Oh, transitions. They're bumpy and messy, like riding in the back of a car and dumping your burrito on your lap. I know that for me, there was a time in my life when the people who I was closest to were people who all did the SAME STUFF. First it was college friends and the pack of roommates who lived in our shared house called The Muthaship. Then it was my crew of raver friends, who all met for pre-funks at midnight before going out. Then it was coworkers at various media jobs, meeting for happy hour. We were all in it together, in relatively similar stages of our lives, doing relatively similar things. But then something strange happened: people's lives diversified. Some of us got married, some of us didn't. Some of us traveled, some of us had kids. Some of us started our own businesses, and some of us went back to school. Gone were the days when we all met at 11:30 pm to go out.A bunch of my friends just got engaged, and now they're all planning weddings. As a happily un-partnered woman, of course I'm excited for them, but I can't help but feel a little sad. The majority of my closest group of friends are now focused on wedding planning, and I can't help but think that once the weddings happen, I'll never see them again. I want to be supportive, but I can't help it: I feel left behind. -Ashley
Does this mean we all went our separate ways? Some folks, yeah. I think there will always be a collection of people in your life who are there because they're doing the same stuff as you. But I also think it's imperitive to make the effort to bridge the gaps with the folks who are on a different path, but to whom you're devoted. This is something Offbeat Mamas talk a lot about — how everyone (parents, childfree, and kids!) benefit from maintaining relationships. To be sure, the transition to parenthood can definitely be brutal on relationships.
The same is absolutely true of weddings and marriage. There are some couples who decide that as "married people" (whatever that means) they should now do "married things" (again: wtf? this is your life — anything you want to do when you're married can be a "married thing," including nonmonogamy). For everyone's sake, I wish people wouldn't divide their lives like that. When you stop hanging out with people in different relationship modalities than yours, you're essentially saying that the only thing you had in common was your interaction with others. That all you had in common was a status box on a census form. I think we can all aspire to have friends and loved ones who are more than a checkbox.

**CHECK YOUR UNDERSTANDING**.
1. Do these statements agree with the post on changing friendships? For each, answer yes or no and quote the deciding words. (a) The college roommates lived in a shared house called The Muthaship. (b) Ashley is engaged and planning her own wedding. (c) The post calls the transition to parenthood easy on relationships.
2. Could you reproduce the post on changing friendships from "The same is" up to and including "than a checkbox.", word for word?
3. How would you put this sentence from the post on changing friendships into Spanish: "I think we can all aspire to have friends and loved ones who are more than a checkbox."

**SUPPLIED INFORMATION**.

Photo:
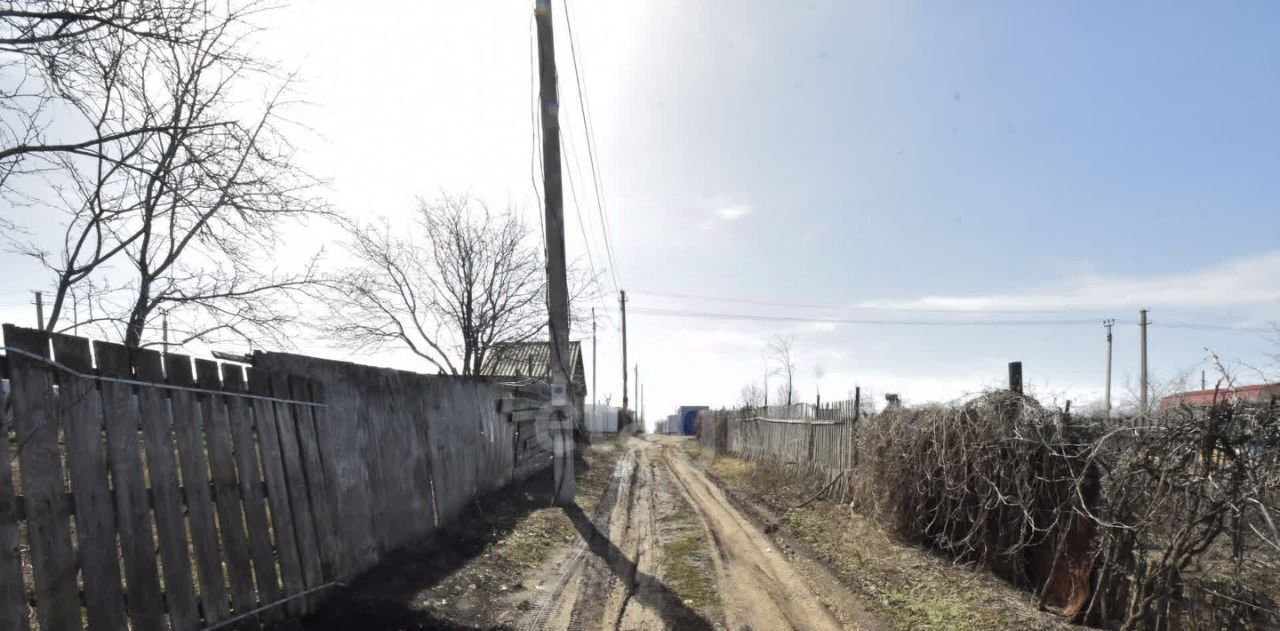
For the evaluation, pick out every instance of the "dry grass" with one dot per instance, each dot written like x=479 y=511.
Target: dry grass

**ANSWERS FOR THE TASKS**.
1.
(a) Yes: "the pack of roommates who lived in our shared house called The Muthaship"
(b) No: "As a happily un-partnered woman"
(c) No: "the transition to parenthood can definitely be brutal on relationships"

2.
The same is absolutely true of weddings and marriage. There are some couples who decide that as "married people" (whatever that means) they should now do "married things" (again: wtf? this is your life — anything you want to do when you're married can be a "married thing," including nonmonogamy). For everyone's sake, I wish people wouldn't divide their lives like that. When you stop hanging out with people in different relationship modalities than yours, you're essentially saying that the only thing you had in common was your interaction with others. That all you had in common was a status box on a census form. I think we can all aspire to have friends and loved ones who are more than a checkbox.

3. Creo que todos podemos aspirar a tener amigos y seres queridos que sean más que una casilla de verificación.